(Saved entries)
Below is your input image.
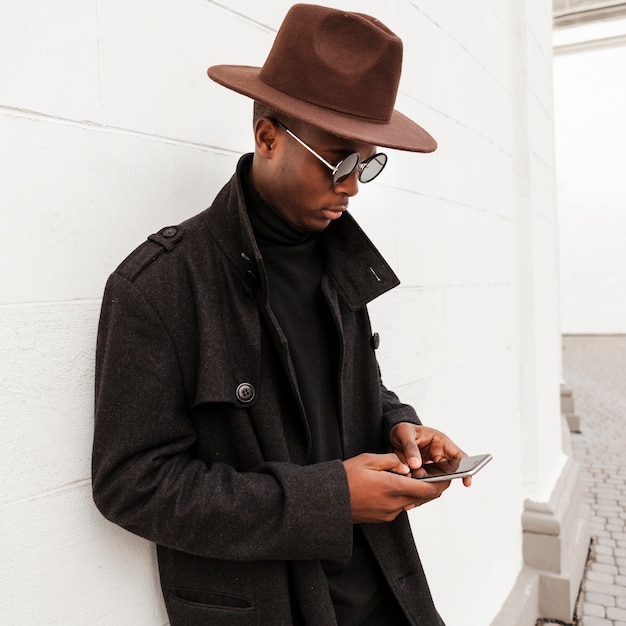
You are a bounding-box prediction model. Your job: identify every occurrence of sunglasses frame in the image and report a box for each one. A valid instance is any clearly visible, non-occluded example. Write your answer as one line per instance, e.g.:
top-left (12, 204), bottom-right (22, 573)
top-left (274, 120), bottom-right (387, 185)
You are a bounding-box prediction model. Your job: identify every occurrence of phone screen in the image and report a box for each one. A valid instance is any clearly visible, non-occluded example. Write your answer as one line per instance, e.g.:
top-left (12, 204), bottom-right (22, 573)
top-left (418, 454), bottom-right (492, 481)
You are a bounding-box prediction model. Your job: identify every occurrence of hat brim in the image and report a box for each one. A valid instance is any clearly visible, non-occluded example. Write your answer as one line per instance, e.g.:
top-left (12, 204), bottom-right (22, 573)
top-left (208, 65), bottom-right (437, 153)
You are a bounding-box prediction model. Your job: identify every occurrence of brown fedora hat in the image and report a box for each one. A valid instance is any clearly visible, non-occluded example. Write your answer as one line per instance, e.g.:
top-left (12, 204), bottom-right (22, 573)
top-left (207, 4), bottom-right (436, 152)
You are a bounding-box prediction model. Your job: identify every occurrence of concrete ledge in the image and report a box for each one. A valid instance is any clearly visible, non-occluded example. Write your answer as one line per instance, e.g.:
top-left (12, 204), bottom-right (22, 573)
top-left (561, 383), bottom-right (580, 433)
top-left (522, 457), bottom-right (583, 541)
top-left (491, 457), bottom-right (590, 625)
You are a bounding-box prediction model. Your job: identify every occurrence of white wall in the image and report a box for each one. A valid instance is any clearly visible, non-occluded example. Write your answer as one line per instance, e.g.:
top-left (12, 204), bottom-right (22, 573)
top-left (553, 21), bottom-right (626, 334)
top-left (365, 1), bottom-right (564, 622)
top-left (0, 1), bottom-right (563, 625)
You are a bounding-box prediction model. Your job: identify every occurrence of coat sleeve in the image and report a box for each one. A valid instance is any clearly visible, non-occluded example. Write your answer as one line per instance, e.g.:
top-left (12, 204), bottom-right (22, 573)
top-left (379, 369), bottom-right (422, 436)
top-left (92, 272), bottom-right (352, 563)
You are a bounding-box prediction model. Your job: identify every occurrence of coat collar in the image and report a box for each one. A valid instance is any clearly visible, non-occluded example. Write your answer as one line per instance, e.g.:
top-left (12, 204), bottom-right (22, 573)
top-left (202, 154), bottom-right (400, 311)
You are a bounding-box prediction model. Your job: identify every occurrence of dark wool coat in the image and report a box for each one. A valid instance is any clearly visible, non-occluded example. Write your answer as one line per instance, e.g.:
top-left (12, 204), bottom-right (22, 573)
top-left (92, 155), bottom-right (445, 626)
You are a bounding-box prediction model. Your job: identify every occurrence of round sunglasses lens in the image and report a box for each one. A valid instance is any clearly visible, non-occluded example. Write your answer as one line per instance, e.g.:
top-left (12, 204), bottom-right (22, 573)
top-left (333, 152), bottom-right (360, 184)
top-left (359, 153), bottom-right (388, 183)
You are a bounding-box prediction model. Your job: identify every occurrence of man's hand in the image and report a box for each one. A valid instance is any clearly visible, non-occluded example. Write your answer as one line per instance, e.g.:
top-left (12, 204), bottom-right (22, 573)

**Task description**
Transcribe each entry exactly, pictures excluded.

**Response to the task**
Below is your input image.
You are a bounding-box prediction model. Your job: identify every occurrence of sunglasses frame in the image and report a box for each one. A valid instance is any clearly visible, non-occluded example. Write your answer as one line per instance, e.g.:
top-left (12, 204), bottom-right (22, 573)
top-left (274, 120), bottom-right (387, 185)
You are a bounding-box prediction model. Your job: identify every occurrence of phone screen in the image and report a box for each one. A valid instance is any clearly visible, non-occluded example. Write your answer as one line per instance, e.g.:
top-left (12, 204), bottom-right (22, 573)
top-left (418, 454), bottom-right (492, 481)
You are a bounding-box prediction model. Your job: identify every occurrence of hat brim in the image and report a box for each one. A valid instance is any clearly visible, non-occluded example. Write your answer as one line per instance, e.g.:
top-left (12, 204), bottom-right (22, 573)
top-left (208, 65), bottom-right (437, 153)
You are a bounding-box prediction model. Your job: identify every occurrence of brown fedora hat in the image and report a box for each one. A valid instance is any clearly visible, non-occluded example. Write your answer as one line per instance, e.g.:
top-left (12, 204), bottom-right (22, 573)
top-left (207, 4), bottom-right (436, 152)
You are a bounding-box prediction model. Your job: identify every occurrence of concrete ledge in the image and report a box for each one. A valid instance is any clearly visible, non-occluded example. Write your answer as one line per instance, e.g.:
top-left (12, 204), bottom-right (22, 573)
top-left (561, 383), bottom-right (580, 433)
top-left (522, 457), bottom-right (583, 541)
top-left (491, 457), bottom-right (590, 625)
You are a bounding-box prediction model. Your job: identify every occurrence of white wall in the image and report a box for each one. A valid instance is any clearly visible, non-occluded example. Write your answer as one line per instance, e.g.:
top-left (12, 204), bottom-right (22, 573)
top-left (553, 21), bottom-right (626, 334)
top-left (365, 1), bottom-right (564, 622)
top-left (0, 1), bottom-right (563, 625)
You are a bounding-box prediction model. Your job: identify every occurrence of coat sleeve in the image and report a box for each one. A valid instance is any clearly visible, non-occluded example. Write your answer as one line per instance, e.g.:
top-left (12, 204), bottom-right (22, 573)
top-left (379, 369), bottom-right (422, 436)
top-left (92, 272), bottom-right (352, 563)
You are a bounding-box prediction model. Your job: identify every occurrence of coat collar in the image and report a box for each one. A valid instance is any clearly visible, non-occluded example. Write your answer as one line per instance, e.g.:
top-left (12, 204), bottom-right (22, 573)
top-left (202, 154), bottom-right (400, 311)
You are a bounding-box prediction model. Your job: identify every occurrence of dark wool coat in the image and report a box for each one. A valid instance is any clearly visible, non-occluded example. Write your answer as one line per instance, e.g.:
top-left (12, 204), bottom-right (22, 573)
top-left (92, 155), bottom-right (445, 626)
You are a bounding-box prediction model. Your job: identify every occurrence of round sunglasses lens in the image and report a box for each one. A valid instance is any clearly visible, non-occluded example. Write your answer as one line per instance, e.g.:
top-left (12, 204), bottom-right (22, 573)
top-left (333, 152), bottom-right (360, 184)
top-left (359, 153), bottom-right (388, 183)
You are a bounding-box prediction model. Your job: identify every occurrence of man's hand in the image and report a box for each one. A valid instance is any clearly visible, non-occluded example. Write your answer as one line per instance, e.g.:
top-left (12, 204), bottom-right (22, 573)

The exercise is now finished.